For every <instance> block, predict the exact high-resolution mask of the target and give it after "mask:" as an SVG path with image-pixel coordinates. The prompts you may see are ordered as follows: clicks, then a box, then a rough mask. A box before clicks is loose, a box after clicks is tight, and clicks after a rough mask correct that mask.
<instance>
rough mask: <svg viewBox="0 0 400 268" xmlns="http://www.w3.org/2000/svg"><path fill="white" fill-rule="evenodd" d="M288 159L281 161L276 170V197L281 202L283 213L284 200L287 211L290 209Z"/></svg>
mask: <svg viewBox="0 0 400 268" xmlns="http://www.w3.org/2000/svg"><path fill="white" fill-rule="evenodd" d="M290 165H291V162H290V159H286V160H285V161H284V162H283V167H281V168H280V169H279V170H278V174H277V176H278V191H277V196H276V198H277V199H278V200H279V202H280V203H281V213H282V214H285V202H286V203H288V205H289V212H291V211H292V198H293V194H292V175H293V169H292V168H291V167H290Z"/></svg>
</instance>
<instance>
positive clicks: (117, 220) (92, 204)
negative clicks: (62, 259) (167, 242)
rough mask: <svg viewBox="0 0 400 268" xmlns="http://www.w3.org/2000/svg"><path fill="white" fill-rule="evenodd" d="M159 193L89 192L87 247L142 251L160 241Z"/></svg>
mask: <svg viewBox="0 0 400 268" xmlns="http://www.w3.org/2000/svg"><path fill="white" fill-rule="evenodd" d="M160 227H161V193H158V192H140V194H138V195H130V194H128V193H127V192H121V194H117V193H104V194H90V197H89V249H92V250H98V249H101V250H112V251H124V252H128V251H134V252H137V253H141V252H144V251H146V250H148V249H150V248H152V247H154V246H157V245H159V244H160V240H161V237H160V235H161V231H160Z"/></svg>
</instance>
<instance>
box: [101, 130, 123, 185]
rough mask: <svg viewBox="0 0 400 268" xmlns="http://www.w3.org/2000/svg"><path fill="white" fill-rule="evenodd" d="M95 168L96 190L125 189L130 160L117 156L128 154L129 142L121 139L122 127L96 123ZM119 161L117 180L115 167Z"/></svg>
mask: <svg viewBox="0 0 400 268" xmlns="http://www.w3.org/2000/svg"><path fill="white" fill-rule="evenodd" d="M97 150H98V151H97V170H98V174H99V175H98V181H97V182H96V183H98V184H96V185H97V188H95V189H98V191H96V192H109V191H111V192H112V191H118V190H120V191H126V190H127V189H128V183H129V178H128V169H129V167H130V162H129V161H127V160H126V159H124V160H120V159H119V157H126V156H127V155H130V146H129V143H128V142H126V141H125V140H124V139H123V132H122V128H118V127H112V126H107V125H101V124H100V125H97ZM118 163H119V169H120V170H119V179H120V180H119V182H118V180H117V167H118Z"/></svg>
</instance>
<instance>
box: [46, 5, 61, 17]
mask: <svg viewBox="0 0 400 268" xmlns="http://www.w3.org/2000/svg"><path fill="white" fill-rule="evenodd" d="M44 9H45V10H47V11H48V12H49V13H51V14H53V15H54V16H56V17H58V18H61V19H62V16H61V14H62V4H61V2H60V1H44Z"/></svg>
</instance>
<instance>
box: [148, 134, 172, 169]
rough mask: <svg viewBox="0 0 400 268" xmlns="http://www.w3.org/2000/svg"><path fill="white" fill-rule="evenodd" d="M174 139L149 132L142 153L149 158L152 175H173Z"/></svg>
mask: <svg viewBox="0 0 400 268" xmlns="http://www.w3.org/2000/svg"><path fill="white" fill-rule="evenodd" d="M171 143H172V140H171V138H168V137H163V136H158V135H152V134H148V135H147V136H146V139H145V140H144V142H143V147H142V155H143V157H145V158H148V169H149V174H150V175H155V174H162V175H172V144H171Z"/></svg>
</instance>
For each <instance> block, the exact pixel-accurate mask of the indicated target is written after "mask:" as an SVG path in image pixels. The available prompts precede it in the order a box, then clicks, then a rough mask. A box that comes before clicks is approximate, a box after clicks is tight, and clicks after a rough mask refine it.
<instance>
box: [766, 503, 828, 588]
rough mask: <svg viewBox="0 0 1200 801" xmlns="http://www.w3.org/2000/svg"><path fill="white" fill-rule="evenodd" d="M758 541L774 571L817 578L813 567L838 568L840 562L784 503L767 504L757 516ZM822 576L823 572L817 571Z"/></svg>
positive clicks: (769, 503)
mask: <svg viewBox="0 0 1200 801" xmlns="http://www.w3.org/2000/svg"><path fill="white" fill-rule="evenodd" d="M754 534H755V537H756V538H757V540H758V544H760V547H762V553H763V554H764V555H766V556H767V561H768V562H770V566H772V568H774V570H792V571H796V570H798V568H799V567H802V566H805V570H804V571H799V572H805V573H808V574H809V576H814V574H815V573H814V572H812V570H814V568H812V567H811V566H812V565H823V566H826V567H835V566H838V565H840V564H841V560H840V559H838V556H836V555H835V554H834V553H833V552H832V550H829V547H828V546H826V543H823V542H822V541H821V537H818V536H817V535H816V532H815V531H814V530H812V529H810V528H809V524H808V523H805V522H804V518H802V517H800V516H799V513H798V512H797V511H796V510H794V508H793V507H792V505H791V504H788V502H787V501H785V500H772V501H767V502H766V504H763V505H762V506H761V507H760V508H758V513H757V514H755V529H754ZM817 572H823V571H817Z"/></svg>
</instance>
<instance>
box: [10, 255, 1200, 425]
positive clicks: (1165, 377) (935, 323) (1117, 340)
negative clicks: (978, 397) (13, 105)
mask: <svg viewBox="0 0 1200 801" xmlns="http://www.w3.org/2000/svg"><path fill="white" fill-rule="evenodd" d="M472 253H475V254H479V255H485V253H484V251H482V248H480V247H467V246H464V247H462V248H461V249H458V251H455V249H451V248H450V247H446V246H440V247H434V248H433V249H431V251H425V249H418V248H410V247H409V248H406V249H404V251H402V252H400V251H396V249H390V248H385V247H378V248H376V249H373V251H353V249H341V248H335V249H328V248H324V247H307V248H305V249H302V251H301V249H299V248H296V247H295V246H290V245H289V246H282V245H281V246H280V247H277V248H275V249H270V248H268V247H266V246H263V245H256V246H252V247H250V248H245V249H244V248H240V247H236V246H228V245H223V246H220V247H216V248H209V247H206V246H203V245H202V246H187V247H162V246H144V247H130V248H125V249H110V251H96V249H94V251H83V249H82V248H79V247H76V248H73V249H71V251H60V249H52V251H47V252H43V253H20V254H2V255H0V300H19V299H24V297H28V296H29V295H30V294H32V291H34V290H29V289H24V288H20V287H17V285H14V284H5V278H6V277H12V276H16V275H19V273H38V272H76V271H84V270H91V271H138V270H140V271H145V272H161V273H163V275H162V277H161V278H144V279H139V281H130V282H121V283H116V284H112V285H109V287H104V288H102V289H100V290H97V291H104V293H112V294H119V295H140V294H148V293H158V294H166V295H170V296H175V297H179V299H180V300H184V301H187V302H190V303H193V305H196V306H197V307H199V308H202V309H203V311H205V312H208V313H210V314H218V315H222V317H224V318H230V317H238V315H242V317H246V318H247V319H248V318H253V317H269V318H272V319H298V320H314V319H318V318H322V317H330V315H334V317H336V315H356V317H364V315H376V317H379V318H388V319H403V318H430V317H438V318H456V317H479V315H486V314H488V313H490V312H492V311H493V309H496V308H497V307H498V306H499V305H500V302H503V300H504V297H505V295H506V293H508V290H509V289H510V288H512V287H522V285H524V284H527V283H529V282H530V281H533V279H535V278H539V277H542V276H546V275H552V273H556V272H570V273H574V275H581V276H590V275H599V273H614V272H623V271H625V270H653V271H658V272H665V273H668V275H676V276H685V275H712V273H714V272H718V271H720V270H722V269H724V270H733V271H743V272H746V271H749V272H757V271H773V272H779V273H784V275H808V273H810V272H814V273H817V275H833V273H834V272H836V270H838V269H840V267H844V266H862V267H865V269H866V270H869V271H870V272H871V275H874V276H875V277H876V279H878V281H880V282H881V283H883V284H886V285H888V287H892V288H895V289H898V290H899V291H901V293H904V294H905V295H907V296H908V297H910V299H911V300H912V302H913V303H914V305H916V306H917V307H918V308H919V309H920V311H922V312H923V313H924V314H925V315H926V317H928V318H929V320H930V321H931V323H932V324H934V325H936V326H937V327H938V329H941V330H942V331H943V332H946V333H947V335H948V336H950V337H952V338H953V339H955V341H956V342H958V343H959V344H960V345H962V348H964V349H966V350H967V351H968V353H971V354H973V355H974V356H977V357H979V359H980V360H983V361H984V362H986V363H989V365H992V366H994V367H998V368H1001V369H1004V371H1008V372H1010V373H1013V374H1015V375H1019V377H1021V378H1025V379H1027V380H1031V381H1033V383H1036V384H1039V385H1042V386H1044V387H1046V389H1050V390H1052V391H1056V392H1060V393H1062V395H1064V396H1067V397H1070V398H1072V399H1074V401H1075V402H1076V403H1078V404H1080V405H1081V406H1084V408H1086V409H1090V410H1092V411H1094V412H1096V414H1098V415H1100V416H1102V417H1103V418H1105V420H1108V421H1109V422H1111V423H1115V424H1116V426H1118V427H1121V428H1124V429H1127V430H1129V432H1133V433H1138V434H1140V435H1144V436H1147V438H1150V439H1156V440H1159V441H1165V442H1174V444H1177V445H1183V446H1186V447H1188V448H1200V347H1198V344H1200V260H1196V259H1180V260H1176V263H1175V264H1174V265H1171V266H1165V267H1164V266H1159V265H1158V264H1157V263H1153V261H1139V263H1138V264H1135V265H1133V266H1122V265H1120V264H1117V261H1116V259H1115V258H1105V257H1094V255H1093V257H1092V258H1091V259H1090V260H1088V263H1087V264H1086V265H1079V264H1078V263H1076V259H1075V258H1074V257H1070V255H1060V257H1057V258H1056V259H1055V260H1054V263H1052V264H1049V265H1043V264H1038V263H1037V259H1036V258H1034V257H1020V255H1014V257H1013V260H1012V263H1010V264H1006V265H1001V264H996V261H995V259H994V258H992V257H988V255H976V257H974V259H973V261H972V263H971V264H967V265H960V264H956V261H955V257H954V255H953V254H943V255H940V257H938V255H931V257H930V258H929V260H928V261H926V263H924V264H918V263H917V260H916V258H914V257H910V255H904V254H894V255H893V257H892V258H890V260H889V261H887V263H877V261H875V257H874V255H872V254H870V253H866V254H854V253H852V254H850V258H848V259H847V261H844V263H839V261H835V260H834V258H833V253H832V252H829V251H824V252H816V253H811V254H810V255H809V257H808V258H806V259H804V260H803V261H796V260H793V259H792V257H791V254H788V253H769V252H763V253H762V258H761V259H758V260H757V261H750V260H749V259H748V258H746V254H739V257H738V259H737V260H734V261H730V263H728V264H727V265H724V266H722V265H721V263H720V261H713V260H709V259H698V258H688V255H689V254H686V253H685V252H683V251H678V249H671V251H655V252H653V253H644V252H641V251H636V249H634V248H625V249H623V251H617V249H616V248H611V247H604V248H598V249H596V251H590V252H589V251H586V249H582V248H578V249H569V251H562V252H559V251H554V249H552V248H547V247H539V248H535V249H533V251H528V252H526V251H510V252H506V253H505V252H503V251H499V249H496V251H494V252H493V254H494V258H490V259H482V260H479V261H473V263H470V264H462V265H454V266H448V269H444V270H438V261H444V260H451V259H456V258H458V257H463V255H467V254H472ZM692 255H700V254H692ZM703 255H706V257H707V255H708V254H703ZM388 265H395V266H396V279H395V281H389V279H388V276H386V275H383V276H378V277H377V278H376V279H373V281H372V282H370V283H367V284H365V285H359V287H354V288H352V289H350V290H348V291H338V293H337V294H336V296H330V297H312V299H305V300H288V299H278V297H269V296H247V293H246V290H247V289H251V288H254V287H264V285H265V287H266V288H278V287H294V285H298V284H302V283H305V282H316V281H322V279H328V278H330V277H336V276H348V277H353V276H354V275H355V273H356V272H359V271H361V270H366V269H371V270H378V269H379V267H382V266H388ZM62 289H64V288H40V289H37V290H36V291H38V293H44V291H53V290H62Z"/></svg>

──────────

> **PROBLEM STATEMENT**
Please return each line of the data above in which the word "exact" occurs.

> **ANSWER SPACE**
For every <instance> block, predict the exact high-resolution mask of the target and give it after "mask:" as an SVG path with image-pixel coordinates. The prompts you may see are ordered as follows: clicks, then a box, then a rough mask. A box before clicks is loose, a box after clicks is tight, and clicks after a rough mask correct that mask.
For each <instance> block, the exact pixel-accurate mask of the indicated target is written after "mask:" as an SVG path in image pixels. The available prompts precede it in the order a box, then clicks, then a rough mask. A box that comes before clicks is approximate, a box after clicks is tight, and clicks after a rough mask refine it.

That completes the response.